Goal: Which lines in the entries below contain the string "side"? Pick out each of them and copy it in full.

Dataset records:

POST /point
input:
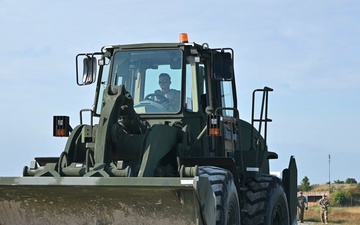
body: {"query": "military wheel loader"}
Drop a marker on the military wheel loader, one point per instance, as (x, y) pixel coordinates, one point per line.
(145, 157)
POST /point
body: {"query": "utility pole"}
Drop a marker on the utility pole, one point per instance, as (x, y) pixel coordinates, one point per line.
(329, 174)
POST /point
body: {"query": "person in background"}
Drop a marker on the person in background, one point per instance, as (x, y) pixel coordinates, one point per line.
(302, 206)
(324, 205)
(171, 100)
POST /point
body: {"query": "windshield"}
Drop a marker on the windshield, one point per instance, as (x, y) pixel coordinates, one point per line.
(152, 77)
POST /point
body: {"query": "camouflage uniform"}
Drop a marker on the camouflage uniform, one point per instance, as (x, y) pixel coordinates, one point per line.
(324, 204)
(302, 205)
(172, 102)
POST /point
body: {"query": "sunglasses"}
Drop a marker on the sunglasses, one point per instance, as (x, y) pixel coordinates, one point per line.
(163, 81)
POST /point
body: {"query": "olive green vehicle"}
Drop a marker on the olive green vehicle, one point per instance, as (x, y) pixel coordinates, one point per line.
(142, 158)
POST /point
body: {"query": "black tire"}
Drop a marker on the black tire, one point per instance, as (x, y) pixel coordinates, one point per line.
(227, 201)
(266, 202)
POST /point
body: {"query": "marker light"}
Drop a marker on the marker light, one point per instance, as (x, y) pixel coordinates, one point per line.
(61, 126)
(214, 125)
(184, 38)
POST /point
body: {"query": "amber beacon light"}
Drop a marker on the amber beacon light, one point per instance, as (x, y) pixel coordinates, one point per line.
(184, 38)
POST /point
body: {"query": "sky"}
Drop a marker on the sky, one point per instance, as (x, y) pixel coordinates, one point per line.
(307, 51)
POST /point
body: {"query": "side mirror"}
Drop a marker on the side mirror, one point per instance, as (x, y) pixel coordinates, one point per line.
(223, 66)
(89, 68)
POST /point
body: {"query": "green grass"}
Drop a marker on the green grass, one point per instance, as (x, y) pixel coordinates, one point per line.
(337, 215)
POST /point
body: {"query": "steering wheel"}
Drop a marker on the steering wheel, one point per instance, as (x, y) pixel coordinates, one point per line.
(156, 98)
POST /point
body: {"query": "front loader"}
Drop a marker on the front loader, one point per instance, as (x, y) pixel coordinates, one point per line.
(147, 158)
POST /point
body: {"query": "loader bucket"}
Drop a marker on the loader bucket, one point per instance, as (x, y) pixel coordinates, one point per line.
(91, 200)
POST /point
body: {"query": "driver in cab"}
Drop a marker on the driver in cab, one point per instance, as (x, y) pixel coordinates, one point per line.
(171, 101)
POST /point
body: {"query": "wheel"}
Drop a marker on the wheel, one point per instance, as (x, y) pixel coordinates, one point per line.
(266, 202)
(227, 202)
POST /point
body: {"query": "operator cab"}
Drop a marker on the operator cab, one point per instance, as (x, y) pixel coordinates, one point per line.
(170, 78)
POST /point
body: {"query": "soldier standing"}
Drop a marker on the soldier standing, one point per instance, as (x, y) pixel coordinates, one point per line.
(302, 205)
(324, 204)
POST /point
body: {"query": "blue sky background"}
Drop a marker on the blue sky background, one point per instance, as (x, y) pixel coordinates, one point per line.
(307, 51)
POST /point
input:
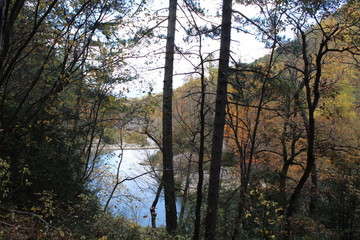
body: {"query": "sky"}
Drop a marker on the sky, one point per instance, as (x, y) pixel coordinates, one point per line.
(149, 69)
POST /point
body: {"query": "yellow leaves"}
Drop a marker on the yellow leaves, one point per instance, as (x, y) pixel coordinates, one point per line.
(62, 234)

==

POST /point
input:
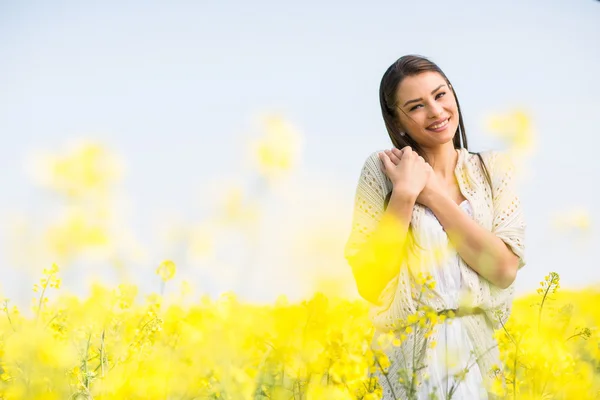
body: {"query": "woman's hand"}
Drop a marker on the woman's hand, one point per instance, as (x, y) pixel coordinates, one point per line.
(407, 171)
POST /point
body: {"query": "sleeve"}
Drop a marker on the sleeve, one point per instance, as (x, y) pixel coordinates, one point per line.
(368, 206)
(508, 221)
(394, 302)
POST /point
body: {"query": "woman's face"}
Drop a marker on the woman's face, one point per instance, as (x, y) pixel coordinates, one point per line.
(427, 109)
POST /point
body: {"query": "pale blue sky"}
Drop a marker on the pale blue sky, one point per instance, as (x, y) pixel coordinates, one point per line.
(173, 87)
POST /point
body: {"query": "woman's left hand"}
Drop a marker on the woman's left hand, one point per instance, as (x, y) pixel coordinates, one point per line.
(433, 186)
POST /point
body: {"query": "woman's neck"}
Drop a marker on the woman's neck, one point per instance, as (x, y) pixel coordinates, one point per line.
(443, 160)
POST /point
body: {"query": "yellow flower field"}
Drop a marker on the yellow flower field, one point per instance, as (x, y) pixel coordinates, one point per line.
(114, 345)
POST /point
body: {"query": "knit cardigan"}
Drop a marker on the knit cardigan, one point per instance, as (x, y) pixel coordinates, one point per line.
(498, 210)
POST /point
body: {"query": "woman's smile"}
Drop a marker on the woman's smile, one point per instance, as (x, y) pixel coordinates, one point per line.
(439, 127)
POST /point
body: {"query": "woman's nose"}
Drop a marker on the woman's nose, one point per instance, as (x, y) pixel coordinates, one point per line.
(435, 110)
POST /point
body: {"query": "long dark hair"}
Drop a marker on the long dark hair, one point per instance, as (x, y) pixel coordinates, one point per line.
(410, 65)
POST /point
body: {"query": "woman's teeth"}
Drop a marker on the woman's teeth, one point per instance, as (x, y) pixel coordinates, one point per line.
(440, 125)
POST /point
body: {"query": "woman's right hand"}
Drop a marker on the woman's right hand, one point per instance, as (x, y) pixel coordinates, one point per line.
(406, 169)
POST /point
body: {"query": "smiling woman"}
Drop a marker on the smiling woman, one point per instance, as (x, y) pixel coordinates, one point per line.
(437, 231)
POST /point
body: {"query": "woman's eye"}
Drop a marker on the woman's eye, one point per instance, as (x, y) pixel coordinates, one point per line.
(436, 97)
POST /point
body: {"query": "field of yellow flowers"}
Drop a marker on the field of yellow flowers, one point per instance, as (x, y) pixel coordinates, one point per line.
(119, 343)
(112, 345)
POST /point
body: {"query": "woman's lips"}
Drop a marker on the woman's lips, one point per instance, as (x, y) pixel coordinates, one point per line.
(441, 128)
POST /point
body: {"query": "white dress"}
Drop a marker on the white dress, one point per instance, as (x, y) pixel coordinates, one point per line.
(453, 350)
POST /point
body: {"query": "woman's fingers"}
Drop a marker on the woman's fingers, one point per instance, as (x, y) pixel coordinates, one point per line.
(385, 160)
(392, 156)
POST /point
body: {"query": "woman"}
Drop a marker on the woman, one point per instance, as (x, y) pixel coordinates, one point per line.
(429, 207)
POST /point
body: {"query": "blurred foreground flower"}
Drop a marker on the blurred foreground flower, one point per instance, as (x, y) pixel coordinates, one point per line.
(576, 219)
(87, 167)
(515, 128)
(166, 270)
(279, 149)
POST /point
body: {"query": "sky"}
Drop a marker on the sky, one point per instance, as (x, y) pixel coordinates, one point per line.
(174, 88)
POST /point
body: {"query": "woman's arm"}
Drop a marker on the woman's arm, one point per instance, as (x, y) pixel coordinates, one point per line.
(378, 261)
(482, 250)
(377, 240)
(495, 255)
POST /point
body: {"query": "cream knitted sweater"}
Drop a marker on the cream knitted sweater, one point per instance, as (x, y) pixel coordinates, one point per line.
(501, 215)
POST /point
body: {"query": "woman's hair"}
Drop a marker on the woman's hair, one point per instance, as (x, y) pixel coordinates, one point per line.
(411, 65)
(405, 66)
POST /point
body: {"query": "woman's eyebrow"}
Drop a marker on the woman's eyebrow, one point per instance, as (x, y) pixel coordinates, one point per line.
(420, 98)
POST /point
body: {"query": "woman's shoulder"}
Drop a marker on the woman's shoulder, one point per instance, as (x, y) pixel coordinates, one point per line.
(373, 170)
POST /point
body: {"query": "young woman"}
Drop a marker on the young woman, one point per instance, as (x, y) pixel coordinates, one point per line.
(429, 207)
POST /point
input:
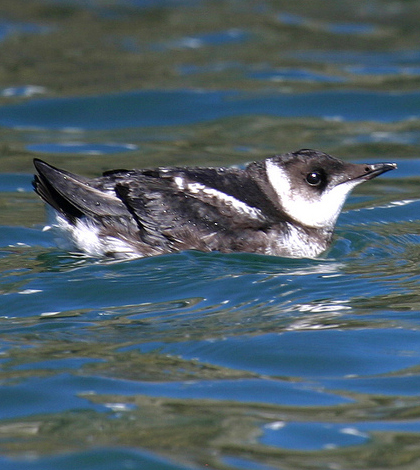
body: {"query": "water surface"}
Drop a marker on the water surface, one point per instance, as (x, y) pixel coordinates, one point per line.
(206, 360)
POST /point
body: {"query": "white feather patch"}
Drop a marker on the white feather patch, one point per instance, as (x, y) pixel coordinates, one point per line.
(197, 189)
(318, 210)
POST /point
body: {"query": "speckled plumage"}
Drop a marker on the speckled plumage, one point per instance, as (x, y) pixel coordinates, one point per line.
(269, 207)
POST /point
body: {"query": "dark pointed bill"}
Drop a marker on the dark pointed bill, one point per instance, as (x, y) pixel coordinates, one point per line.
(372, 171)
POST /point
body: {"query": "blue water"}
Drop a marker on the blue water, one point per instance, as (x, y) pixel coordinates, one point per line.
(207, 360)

Exercise output:
body: {"query": "side mirror"}
Drop a marker on the side mirror, one point per instance, as (x, y) pixel coordinates, one point per line.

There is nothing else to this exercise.